▶ **Work instruction**
Please write out the final portion of the records below exactly: the line containing "of the shadow", every line after it, and nothing else.

(Natural-language object grounding data)
_ _ _

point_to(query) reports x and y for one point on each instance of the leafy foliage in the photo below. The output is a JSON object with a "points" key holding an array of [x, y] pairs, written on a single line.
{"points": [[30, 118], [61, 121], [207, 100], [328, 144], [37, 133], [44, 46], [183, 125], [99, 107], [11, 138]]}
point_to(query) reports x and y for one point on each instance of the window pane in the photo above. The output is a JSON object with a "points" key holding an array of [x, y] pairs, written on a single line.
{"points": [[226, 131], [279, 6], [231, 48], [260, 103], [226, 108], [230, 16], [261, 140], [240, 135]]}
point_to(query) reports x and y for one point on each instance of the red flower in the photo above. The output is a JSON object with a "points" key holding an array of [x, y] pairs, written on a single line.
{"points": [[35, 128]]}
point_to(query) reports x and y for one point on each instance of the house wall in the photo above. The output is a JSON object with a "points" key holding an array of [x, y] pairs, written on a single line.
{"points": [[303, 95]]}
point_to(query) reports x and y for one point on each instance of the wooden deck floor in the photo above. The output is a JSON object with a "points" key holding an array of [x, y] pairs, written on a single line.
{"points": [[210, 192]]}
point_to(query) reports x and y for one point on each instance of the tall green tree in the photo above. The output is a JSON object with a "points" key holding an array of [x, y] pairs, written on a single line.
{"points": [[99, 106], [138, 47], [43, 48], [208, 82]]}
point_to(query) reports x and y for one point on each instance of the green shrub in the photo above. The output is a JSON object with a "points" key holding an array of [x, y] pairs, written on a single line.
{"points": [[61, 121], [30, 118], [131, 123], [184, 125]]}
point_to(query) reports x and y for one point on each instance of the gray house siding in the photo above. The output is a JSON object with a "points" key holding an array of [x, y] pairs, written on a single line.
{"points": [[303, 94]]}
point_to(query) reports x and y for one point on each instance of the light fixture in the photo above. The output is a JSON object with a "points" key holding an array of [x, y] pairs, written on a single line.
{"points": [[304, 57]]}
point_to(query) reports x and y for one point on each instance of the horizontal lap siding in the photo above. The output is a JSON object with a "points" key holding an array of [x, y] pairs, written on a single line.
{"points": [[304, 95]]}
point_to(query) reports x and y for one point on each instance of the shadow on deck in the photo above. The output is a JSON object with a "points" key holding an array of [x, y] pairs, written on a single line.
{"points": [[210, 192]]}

_ _ _

▶ **Result**
point_to(query) reports x and y for one point on each instance of the shadow on deck in the photo above. The output is a JSON object with a "points" key holding an array of [x, y] pairs, written on a single line.
{"points": [[210, 192]]}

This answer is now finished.